→ **Data provided**:

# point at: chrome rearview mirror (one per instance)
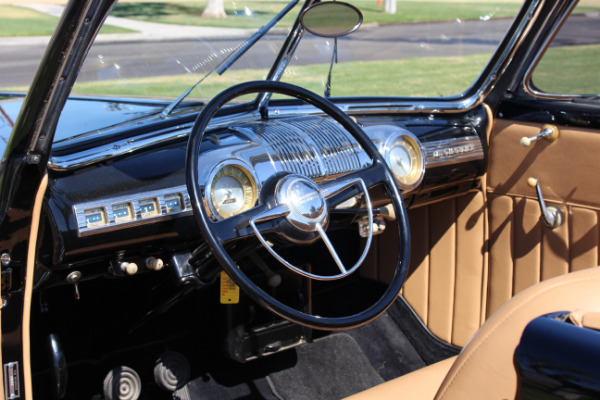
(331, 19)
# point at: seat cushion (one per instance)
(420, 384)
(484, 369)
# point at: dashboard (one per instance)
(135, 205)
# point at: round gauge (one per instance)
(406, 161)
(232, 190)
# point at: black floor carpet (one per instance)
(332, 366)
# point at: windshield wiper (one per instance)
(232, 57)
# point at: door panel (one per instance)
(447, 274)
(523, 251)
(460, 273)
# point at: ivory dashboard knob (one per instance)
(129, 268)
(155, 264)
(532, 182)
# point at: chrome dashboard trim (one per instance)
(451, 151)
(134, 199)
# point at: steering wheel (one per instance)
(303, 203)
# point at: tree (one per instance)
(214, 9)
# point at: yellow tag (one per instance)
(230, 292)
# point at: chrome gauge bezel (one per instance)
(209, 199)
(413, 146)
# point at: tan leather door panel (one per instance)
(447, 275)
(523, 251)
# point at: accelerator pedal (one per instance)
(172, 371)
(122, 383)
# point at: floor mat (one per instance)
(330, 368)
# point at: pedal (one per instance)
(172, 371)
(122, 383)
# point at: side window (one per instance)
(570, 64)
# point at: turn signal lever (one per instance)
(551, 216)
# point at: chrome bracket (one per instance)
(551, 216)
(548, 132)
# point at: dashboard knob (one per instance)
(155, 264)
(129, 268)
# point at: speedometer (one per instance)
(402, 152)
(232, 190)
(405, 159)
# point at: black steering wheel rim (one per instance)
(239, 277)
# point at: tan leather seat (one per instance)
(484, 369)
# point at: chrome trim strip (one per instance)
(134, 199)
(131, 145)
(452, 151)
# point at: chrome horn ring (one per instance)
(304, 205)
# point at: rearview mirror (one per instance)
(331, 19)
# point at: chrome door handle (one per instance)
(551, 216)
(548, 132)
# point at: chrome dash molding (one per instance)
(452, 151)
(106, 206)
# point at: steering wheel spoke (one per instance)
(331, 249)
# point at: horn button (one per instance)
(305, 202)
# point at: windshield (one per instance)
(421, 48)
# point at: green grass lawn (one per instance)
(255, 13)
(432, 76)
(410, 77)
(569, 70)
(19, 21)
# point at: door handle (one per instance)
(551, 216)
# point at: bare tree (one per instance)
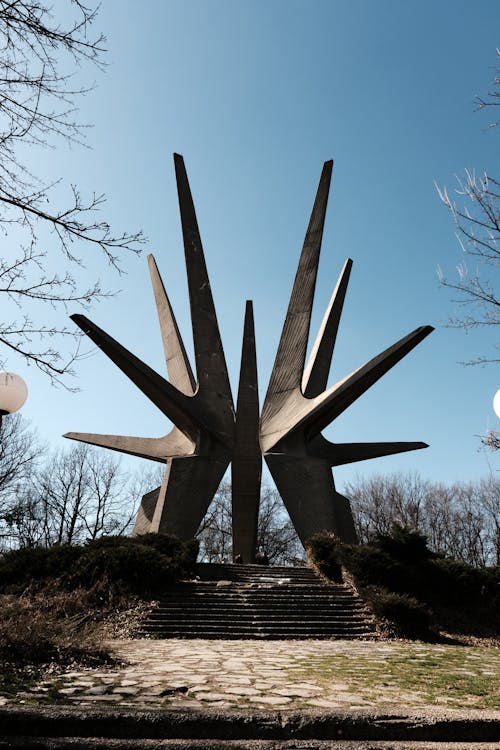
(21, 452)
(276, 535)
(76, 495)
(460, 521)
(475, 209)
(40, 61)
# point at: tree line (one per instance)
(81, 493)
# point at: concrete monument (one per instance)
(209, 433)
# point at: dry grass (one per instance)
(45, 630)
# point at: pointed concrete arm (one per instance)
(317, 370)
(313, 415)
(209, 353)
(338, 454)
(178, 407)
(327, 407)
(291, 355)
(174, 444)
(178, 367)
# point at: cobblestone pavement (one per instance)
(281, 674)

--

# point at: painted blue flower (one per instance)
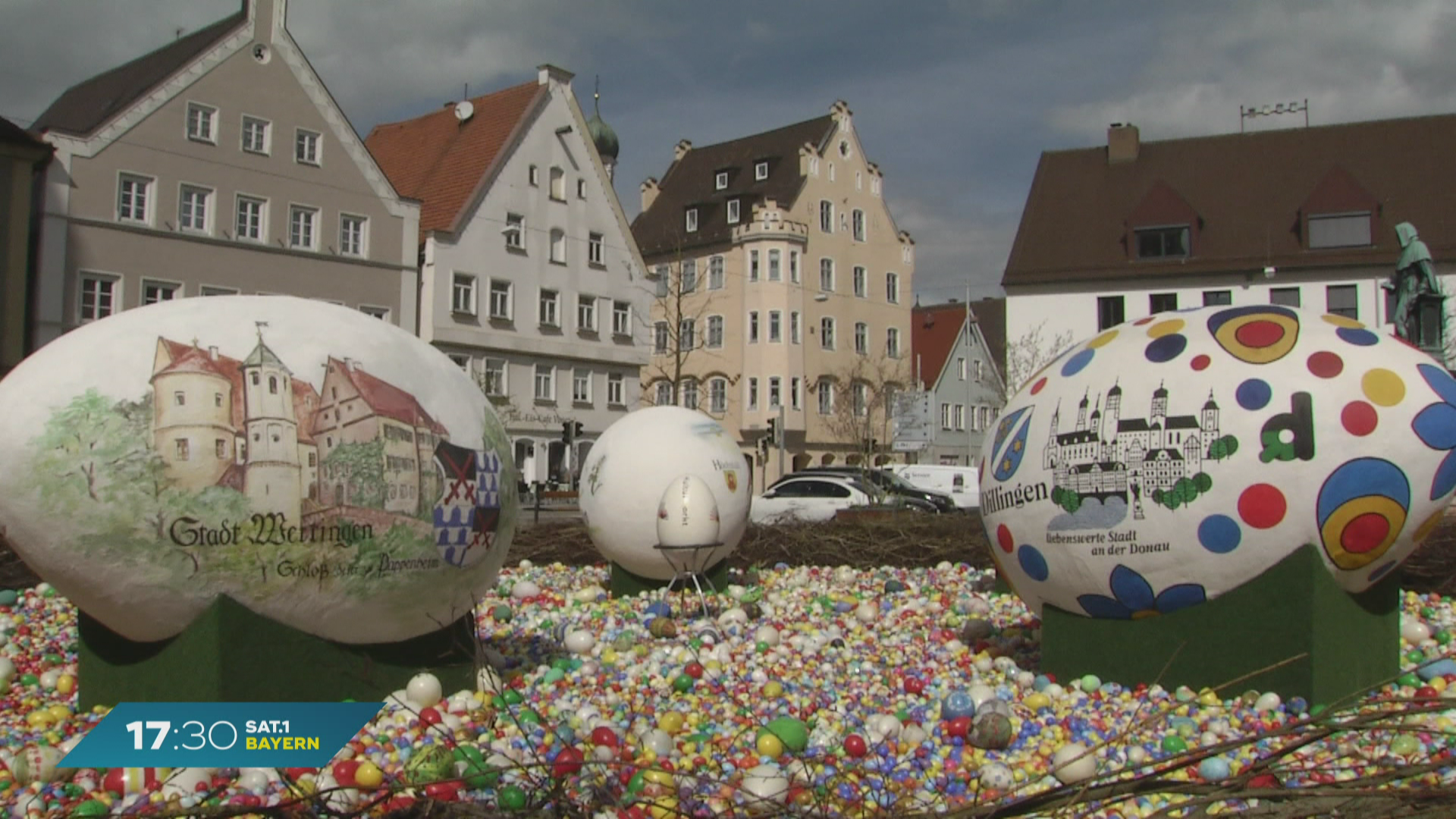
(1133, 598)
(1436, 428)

→ **Directions for this task**: Pull together every line of the records that contains the word "horn".

→ **Output**:
# point at: chrome horn ring (one per instance)
# point at: horn button (one per instance)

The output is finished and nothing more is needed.